What this task involves: Please reproduce the lines of the records below from the one holding "x=246, y=68" through the one holding "x=323, y=284", inclusive, skipping all pictures.

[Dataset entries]

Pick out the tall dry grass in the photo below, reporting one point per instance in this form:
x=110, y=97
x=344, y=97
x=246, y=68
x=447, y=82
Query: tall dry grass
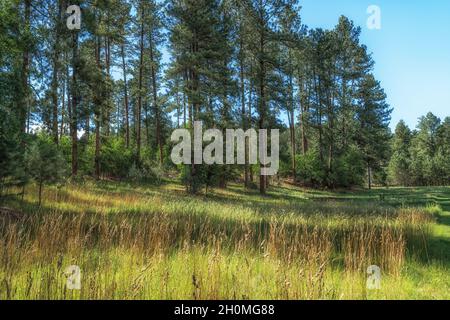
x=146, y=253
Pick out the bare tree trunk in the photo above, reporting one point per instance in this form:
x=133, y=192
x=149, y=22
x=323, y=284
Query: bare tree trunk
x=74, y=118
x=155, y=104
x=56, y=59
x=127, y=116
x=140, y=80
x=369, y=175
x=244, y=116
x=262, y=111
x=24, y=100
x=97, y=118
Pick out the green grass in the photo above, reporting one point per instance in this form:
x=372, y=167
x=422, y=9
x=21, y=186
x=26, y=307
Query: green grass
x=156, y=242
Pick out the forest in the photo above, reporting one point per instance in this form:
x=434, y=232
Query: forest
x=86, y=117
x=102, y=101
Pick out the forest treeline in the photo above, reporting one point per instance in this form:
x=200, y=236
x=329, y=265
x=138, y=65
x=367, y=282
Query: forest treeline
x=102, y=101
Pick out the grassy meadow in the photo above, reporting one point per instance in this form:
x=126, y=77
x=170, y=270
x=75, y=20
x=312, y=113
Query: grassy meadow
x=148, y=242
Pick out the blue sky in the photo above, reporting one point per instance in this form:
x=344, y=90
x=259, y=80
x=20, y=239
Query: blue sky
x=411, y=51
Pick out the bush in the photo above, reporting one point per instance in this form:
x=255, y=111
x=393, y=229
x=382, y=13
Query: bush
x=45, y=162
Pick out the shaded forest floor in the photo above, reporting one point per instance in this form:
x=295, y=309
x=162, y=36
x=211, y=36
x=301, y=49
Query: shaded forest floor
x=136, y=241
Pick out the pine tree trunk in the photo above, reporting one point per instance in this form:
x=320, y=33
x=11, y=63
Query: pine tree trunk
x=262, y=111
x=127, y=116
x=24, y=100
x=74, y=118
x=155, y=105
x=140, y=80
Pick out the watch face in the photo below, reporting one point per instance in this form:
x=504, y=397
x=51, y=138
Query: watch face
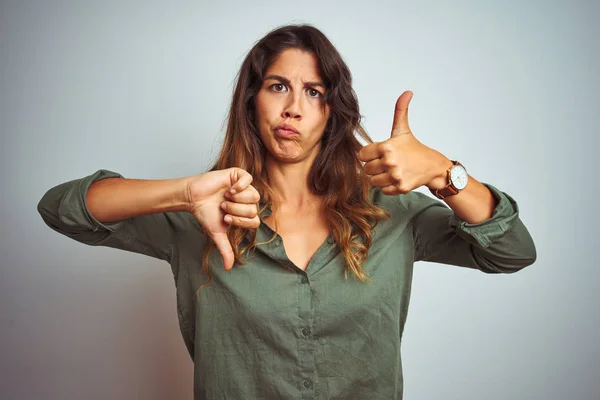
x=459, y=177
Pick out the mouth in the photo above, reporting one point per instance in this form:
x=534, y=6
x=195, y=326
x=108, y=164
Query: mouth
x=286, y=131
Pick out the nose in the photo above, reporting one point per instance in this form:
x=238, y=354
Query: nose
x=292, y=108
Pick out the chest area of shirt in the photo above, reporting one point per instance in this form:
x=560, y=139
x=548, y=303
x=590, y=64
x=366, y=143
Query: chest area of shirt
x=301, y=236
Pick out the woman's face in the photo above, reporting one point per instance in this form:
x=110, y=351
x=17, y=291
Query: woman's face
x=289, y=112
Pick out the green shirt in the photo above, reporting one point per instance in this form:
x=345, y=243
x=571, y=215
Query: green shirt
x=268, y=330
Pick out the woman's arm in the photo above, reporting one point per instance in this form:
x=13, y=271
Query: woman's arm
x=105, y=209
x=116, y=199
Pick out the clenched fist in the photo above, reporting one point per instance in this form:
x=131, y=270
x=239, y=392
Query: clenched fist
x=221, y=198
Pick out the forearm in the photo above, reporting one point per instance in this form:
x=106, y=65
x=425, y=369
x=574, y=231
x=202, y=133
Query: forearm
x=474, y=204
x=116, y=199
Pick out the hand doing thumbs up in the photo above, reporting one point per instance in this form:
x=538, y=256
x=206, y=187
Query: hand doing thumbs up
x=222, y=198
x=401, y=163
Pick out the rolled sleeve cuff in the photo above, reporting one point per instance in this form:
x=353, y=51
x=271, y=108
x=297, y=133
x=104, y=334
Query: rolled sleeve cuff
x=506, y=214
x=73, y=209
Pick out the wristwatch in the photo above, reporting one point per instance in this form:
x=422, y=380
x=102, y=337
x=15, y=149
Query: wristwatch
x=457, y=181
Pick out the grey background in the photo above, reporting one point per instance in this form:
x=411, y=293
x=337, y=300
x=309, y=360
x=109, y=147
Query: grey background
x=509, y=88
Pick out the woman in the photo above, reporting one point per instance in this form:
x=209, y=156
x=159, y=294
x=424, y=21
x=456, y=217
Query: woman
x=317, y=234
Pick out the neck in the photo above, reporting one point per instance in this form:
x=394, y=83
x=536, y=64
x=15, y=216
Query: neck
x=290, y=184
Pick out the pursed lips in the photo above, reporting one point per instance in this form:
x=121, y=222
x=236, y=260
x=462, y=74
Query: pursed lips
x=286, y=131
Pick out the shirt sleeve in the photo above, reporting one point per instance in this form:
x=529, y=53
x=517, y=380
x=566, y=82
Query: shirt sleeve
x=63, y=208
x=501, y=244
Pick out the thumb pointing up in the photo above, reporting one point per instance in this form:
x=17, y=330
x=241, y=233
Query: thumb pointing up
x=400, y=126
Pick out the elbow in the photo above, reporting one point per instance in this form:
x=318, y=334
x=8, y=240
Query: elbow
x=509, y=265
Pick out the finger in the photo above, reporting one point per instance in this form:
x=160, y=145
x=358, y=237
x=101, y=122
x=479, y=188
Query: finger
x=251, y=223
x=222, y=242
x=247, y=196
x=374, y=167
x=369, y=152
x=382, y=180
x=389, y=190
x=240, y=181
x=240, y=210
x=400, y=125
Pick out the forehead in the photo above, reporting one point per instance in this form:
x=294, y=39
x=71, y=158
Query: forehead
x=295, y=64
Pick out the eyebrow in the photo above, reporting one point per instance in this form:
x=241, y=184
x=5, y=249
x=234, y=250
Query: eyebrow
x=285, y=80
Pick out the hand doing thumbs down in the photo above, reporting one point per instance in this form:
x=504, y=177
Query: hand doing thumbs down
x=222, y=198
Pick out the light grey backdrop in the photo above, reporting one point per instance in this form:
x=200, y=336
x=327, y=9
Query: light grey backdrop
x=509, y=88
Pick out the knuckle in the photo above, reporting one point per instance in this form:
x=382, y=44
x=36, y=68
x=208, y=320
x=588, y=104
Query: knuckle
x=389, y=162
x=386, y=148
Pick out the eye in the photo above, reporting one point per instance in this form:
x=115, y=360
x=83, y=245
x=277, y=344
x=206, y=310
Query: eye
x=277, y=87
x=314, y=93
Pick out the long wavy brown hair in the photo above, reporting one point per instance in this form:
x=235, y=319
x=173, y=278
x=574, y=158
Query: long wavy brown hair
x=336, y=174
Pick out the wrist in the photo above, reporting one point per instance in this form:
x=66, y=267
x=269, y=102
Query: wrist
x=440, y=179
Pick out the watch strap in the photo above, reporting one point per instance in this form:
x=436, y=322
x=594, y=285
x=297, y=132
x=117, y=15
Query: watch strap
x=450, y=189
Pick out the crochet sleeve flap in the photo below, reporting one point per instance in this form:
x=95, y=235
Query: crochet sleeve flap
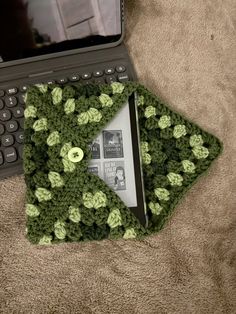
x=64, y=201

Result of this exercise:
x=246, y=68
x=447, y=82
Query: tall dry grass
x=146, y=253
Pick out the bare tree trunk in the photo above, reporting one point per instance in this form:
x=133, y=192
x=149, y=22
x=323, y=284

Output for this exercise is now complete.